___ RECORDS ___

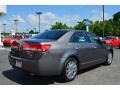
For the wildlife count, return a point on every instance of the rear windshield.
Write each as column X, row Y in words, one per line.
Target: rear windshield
column 51, row 35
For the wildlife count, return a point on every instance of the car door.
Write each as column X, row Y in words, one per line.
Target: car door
column 84, row 49
column 99, row 51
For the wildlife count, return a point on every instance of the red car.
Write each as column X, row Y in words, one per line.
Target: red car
column 8, row 40
column 112, row 40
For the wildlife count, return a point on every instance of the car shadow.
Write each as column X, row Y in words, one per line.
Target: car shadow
column 24, row 79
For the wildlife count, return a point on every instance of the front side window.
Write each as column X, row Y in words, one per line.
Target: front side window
column 93, row 38
column 79, row 37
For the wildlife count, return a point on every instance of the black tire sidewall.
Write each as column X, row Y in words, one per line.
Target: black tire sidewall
column 64, row 76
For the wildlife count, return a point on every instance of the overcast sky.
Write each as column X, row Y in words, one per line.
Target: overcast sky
column 68, row 14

___

EXERCISE GOAL —
Reproduce the data above verbatim, from its first line through the line containing "column 112, row 40", inclusive, and omit the pictures from your output.

EXERCISE RESULT —
For the wildlife count, return a point on every instance of the rear windshield.
Write each as column X, row Y in words, one per line.
Target: rear windshield
column 51, row 35
For the wildlife count, return a point on every instance of the car door.
Write each as column X, row Y in words, one per line.
Target: car door
column 84, row 49
column 99, row 51
For the wildlife count, return a point on every instance of the red car.
Write each as column X, row Y in words, one per line.
Target: red car
column 8, row 40
column 112, row 40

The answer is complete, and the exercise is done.